Prompt:
From the first entry to the last, repeat the listing exactly.

Data provided:

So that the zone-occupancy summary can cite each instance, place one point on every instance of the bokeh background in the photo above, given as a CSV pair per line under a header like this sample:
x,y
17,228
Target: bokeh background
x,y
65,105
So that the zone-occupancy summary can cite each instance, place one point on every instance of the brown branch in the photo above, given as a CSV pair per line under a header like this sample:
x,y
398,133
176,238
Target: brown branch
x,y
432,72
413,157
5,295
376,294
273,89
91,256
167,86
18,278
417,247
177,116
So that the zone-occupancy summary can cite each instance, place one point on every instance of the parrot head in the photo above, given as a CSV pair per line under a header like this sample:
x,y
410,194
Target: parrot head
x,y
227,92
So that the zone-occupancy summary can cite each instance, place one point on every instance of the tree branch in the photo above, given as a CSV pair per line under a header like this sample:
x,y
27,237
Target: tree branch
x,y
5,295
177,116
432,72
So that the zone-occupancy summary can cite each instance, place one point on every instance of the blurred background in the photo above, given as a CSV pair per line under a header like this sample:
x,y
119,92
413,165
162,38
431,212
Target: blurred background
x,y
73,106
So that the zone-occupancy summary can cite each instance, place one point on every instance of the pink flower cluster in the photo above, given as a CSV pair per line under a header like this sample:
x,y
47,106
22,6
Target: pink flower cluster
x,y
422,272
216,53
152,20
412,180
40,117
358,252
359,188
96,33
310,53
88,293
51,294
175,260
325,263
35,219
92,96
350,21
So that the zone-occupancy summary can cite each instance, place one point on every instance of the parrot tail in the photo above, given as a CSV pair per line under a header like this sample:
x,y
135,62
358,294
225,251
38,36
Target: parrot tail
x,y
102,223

Answer section:
So that the zone-occupancy summary can cite each instance, place one point on every instance of the bokeh background in the photo above, given as a CSV pair per line under a header like this sample:
x,y
17,228
Target: bokeh background
x,y
65,105
So that the zone-occupancy summary can cite each instance, place one point on every instance of the brown branch in the photo above, given as a CSV pair per line under a header like this sample:
x,y
398,133
176,238
Target: brown branch
x,y
432,72
413,157
5,295
376,294
273,89
91,256
167,86
18,278
417,247
177,116
So that the zone-occupancy summary can cite each instance, place one point on every instance of the parrot head in the photo above, given as a CSV pair per line under a header like this sample:
x,y
410,194
Target: parrot head
x,y
227,92
So that the zone-occupancy summary can cite each instance, place one point on every instance of the tree branch in the photo above, given as a CSV pair per line under a header like this sample:
x,y
27,237
Target: tree branch
x,y
5,295
177,116
432,72
So that the zone-occupancy summary can cite each instance, place one point on every instance of the blurred background in the photo above, given as a CSV pair per line under a header like this sample:
x,y
119,92
413,165
162,38
431,212
Target: blurred background
x,y
73,106
So that the zone-occupancy summary can cite each instance, place one point on every instance of the pink flower cluster in the photo above, given as a CSV pair per line under a header like this sample:
x,y
47,106
22,6
Target: pink flower cluster
x,y
422,272
216,53
152,20
412,180
40,117
358,252
359,188
96,33
310,53
88,293
51,294
175,260
325,263
35,219
92,96
350,21
So that the zone-occupancy summary can cite each instance, place one point on every instance of the parrot tail in the photo above, given as a CSV pair per line under a header like this sample:
x,y
135,62
358,294
225,251
38,36
Target: parrot tail
x,y
102,223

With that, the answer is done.